:: Extracted records ::
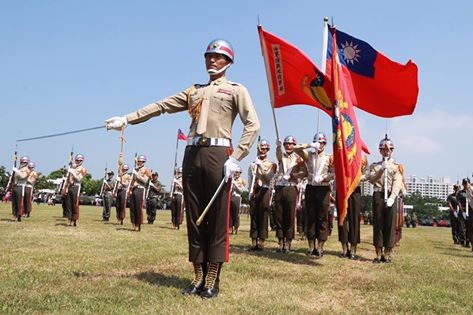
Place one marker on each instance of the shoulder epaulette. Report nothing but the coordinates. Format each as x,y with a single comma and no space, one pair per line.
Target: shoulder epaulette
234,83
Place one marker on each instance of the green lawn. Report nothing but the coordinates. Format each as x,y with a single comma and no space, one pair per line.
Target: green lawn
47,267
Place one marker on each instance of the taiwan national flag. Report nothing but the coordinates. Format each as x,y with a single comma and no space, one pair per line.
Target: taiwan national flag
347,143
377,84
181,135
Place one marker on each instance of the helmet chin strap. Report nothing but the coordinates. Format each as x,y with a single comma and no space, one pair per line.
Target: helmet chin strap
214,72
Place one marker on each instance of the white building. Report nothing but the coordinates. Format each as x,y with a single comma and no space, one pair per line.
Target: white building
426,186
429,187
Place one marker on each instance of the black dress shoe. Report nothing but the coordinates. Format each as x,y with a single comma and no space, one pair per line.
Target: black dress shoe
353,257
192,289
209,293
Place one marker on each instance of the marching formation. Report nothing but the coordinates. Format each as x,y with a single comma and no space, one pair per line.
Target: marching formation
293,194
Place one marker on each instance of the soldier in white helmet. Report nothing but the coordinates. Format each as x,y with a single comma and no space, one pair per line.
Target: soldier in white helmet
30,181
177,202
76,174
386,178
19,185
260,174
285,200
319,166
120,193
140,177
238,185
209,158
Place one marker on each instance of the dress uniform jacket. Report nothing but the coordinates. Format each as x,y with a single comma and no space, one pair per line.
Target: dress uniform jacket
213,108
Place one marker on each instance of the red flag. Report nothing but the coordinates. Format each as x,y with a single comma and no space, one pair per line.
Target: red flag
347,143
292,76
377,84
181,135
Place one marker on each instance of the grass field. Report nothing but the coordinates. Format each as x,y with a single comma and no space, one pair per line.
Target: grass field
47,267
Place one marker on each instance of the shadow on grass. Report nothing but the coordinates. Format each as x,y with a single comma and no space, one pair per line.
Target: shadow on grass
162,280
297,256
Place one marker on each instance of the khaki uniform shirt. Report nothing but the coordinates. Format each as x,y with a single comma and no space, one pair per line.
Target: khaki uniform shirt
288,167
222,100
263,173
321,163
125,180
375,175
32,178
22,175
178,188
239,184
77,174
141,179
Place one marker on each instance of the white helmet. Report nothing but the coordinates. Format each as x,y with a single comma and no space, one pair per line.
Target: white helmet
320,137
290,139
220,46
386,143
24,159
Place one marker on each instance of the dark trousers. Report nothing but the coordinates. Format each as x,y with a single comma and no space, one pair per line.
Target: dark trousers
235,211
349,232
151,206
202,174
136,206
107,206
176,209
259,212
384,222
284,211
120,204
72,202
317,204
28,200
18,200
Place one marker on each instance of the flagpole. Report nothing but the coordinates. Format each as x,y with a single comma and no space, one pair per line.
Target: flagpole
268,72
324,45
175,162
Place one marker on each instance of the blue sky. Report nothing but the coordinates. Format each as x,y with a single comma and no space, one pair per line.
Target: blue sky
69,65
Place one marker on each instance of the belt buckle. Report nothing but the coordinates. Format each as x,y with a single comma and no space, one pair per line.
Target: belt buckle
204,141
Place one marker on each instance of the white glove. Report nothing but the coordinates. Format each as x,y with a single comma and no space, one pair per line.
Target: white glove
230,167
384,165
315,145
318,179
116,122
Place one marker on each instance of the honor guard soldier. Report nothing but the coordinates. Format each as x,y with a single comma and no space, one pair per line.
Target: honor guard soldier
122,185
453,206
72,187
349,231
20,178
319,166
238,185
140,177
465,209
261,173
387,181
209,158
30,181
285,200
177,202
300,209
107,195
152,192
:::
:: Extracted records ::
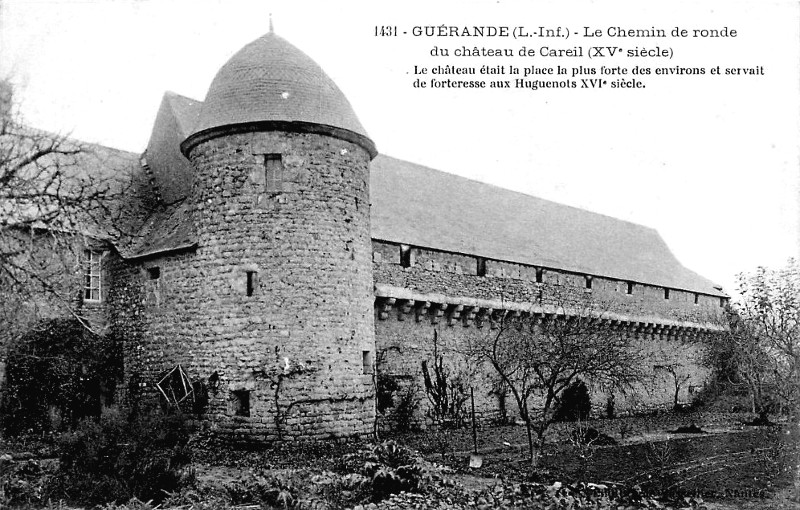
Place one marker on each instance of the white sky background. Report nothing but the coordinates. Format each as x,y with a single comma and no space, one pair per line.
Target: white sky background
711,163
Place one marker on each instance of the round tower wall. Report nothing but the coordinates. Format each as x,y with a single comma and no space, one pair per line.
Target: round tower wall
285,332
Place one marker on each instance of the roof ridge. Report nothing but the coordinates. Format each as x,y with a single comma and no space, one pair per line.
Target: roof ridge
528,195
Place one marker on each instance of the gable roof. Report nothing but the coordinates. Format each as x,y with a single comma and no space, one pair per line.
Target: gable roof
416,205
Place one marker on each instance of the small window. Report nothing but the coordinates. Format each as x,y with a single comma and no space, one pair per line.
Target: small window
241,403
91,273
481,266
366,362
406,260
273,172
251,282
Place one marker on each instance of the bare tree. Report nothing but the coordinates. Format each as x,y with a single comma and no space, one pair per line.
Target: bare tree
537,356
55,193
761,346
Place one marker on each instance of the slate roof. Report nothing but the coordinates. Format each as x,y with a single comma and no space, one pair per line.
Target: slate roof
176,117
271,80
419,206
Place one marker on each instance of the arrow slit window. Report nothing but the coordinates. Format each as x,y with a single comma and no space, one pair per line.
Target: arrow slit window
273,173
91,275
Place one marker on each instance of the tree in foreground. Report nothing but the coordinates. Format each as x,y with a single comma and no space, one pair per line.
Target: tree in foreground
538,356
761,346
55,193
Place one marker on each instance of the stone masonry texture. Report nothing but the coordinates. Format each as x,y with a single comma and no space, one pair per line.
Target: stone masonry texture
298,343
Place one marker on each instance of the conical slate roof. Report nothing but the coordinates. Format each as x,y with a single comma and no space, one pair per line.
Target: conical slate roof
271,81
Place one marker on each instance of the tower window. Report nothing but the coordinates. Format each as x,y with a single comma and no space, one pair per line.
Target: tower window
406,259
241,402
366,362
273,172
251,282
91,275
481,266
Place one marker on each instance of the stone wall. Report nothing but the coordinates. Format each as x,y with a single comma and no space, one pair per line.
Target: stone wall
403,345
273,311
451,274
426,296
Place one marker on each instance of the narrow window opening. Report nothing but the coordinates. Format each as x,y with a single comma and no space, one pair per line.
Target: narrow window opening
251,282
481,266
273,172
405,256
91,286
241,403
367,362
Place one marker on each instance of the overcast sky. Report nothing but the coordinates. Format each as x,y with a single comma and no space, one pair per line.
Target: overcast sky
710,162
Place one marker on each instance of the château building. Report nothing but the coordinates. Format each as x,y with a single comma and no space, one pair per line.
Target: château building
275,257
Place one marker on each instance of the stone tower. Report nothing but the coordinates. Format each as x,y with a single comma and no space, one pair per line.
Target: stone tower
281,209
:::
◆ Work to be completed: Filter the data above so that only the lines containing the string "honor" remain. Letter case counts when matching.

◆ Output:
Place one marker on each instance of the honor guard soldier. Report nothing but the coordinates. Format each as x,y with a single comma and no space, one pair per line.
Target: honor guard soldier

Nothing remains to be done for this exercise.